[SUPPLIED PASSAGE]
▬▬▬

You can play around with the R code in [this Colab notebook](https://colab.research.google.com/github/dlsun/probability/blob/master/colabs/r/Calculating_NegBinom_Probabilities.ipynb). 


## Essential Practice {-}

1. Complete the sentence: The geometric distribution is a special case of the negative binomial distribution where $r=$ _____.
2. Calculate the following probabilities. 

    (A) You toss a coin 4 times. The probability that you get (exactly) 2 heads.
    
    (B) You toss a coin until you get 2 heads. The probability that it takes (exactly) 4 tosses.
    
    Which is larger? Explain why the answer makes intuitive sense.
3. In Major League Baseball's Home Run Derby, each contestant is allowed to keep swinging the bat until they have made 10 "outs". 
(An "out" is anything that is not a home run.) If Barry Bonds has a 70% chance of hitting a home run on any given swing, what is the 
probability that he hits at least 10 home runs before his turn is up?

▬▬▬

[INFORMATION SHOWN]
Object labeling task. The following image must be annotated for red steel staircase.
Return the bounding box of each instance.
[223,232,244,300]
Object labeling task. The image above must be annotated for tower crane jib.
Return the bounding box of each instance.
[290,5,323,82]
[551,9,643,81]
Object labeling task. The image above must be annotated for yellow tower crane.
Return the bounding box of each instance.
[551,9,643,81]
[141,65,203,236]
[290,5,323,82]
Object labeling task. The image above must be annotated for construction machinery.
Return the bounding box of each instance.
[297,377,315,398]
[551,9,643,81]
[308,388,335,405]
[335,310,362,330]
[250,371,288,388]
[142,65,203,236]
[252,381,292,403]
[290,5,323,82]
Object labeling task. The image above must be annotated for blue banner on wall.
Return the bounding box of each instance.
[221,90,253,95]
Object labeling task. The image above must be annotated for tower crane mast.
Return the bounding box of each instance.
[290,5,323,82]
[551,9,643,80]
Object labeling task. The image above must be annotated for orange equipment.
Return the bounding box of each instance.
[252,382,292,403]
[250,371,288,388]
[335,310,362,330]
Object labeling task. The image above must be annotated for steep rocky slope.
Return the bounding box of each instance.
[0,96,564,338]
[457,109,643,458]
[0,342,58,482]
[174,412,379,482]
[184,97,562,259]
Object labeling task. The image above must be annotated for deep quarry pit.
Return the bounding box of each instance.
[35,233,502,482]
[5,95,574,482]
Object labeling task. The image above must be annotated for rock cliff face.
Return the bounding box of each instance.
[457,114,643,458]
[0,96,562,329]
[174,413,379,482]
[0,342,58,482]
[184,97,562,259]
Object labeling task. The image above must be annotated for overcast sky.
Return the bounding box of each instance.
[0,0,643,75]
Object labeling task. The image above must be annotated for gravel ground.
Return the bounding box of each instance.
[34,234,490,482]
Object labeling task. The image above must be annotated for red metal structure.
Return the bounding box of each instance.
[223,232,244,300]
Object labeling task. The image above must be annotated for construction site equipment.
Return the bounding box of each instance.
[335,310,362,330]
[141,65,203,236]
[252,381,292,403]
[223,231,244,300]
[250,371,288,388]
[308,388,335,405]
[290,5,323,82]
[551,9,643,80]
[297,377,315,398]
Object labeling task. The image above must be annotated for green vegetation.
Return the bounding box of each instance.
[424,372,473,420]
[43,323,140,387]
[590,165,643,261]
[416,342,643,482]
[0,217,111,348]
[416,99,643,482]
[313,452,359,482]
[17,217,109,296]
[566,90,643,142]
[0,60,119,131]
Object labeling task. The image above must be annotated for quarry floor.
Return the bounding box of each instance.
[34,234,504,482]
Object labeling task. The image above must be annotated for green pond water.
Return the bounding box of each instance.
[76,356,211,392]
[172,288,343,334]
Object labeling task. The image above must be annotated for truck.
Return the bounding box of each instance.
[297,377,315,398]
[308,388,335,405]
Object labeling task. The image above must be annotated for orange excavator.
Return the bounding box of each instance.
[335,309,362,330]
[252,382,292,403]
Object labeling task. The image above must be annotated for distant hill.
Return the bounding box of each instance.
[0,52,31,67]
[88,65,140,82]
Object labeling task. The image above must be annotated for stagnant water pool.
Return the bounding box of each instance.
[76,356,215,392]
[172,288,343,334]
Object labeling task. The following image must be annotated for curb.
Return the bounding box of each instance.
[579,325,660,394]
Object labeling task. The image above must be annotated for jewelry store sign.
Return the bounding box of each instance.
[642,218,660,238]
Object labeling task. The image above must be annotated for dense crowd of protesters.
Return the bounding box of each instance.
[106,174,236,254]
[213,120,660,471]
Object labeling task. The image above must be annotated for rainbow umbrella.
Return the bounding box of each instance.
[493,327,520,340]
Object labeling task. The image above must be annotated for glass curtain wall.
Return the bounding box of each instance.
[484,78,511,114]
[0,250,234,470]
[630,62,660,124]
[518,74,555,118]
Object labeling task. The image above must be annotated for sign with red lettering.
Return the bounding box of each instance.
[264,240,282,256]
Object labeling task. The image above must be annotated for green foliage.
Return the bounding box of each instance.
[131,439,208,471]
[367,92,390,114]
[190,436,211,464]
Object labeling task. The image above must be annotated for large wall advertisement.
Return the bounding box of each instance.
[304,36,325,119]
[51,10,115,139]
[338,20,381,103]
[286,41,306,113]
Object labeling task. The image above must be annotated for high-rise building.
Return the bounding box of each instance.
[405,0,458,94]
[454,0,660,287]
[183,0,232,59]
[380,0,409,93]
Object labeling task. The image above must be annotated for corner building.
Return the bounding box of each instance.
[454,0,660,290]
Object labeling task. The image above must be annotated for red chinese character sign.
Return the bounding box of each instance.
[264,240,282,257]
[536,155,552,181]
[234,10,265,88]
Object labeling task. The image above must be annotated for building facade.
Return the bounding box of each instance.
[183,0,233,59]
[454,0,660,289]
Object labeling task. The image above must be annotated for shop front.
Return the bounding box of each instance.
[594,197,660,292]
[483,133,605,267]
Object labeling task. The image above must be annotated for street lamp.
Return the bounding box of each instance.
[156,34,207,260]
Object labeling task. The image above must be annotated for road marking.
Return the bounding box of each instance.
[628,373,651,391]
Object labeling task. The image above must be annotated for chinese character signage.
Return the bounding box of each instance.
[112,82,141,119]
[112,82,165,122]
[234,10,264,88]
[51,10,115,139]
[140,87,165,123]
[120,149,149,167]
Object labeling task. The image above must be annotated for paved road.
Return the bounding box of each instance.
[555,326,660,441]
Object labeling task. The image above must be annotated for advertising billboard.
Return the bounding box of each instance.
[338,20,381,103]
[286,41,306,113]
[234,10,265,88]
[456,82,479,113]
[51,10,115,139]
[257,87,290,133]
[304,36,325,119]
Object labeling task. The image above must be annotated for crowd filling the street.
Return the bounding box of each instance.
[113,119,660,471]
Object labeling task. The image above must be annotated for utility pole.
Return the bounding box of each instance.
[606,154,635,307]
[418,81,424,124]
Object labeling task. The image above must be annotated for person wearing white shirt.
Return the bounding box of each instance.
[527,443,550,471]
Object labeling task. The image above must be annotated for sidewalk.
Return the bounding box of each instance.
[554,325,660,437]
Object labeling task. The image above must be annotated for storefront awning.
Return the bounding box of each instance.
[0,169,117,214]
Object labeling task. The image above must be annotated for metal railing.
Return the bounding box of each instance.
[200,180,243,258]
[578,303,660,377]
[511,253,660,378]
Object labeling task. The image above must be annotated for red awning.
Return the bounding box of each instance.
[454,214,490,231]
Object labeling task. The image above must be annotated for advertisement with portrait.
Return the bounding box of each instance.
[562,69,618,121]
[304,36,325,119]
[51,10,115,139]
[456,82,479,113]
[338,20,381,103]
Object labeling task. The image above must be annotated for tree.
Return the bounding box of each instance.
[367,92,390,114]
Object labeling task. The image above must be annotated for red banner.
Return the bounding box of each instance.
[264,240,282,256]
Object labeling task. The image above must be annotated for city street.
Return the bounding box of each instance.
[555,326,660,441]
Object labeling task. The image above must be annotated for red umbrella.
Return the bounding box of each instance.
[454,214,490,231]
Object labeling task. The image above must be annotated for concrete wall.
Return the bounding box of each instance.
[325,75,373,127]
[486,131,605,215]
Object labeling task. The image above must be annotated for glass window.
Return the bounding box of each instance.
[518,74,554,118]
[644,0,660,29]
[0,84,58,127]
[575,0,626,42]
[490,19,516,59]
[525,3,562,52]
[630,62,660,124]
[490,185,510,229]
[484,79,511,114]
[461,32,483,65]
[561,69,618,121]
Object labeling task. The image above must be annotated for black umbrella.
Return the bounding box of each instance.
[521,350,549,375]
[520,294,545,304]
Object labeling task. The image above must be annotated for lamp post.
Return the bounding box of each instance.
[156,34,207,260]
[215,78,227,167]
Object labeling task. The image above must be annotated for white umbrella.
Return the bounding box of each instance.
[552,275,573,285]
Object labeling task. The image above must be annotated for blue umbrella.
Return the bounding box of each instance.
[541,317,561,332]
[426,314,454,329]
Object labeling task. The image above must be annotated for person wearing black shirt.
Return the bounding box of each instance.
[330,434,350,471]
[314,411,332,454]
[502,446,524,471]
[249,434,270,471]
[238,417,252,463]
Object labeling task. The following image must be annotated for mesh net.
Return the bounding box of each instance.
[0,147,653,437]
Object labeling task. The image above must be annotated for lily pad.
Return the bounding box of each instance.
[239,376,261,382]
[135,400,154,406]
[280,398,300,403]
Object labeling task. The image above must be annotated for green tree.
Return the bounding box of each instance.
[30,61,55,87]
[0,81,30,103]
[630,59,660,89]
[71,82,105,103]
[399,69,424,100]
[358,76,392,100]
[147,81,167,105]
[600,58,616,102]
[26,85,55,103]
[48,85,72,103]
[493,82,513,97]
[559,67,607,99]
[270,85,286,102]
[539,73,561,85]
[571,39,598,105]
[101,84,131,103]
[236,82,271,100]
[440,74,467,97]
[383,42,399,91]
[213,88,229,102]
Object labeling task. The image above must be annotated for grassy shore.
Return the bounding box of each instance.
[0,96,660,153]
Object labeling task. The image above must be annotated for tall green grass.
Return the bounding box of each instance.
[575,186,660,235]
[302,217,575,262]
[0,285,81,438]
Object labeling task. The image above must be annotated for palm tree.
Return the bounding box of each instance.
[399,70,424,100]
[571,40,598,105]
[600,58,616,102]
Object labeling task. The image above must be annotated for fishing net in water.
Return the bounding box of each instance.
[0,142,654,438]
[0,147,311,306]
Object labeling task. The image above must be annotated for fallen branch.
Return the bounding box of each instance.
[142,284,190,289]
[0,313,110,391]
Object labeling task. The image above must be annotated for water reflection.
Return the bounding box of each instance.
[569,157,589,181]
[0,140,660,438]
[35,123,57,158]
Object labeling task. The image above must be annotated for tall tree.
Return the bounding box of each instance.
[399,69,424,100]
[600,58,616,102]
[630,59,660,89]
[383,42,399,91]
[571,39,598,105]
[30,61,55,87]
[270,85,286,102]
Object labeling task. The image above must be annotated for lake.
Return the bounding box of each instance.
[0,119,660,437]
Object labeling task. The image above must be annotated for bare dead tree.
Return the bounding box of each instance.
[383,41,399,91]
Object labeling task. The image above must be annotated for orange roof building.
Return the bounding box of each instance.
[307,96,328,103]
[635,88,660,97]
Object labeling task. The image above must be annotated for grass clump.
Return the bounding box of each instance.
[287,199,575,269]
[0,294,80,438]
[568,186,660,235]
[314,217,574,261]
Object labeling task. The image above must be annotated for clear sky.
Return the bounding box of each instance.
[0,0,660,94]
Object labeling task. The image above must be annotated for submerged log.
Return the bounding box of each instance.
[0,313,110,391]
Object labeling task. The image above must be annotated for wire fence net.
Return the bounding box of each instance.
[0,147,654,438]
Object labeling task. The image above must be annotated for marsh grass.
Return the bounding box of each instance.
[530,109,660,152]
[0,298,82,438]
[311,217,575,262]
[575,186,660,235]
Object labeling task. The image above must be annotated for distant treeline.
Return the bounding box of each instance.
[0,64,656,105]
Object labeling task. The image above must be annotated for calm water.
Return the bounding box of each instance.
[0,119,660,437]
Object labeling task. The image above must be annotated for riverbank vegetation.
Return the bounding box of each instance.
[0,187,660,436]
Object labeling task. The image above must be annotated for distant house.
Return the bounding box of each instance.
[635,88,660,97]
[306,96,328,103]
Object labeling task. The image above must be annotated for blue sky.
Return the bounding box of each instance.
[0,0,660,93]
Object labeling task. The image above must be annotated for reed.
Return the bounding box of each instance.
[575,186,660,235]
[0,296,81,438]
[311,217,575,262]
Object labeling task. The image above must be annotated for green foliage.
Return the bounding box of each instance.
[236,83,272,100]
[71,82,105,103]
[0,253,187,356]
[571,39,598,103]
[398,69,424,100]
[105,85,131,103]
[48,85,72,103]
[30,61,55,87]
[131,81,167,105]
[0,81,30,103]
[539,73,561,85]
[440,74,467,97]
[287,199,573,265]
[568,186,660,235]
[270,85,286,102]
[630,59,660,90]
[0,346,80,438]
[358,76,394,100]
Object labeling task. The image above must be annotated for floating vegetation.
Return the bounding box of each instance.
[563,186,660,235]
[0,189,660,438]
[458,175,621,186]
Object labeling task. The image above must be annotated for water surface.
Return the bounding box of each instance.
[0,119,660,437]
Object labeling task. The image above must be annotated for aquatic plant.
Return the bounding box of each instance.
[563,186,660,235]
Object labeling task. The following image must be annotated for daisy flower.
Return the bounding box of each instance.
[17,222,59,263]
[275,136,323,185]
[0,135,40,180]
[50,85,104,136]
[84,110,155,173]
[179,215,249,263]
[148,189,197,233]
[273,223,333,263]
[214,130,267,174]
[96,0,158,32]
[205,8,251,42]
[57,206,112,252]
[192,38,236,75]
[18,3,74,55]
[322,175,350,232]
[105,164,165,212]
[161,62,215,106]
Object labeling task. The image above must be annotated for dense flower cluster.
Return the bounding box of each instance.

▬▬▬

[WHAT YOU NEED TO DO] Write the next part of the negative binomial practice exercises, starting after the Home Run Derby problem.

[WRITTEN ANSWER]
## Additional Exercises {-}

1. A medical researcher is recruiting 20 subjects for a study on an experimental drug for COVID-19. Each person that she interviews 
has a 60% chance of being eligible to participate in the study. What is the probability that she will have to interview more than 
40 people?
2. Your coach tells you that you cannot leave basketball practice until you have made at least $20$ free throws. If you free throw probability is $80\%$, find the probability that you are out of practice after taking an even amount of free throws.
3. You have two coins. One coin is a fair coin with a $.5$ probability of landing on heads. The other coin is a biased coin with a $.25$ probability of landing on heads. You pick one of these two coins at random, and begin flipping until you get $5$ heads. It takes you $12$ flips in order to get your $5$ heads. What is the probability that the coin you picked was the fair coin? What is the probability you picked the biased coin?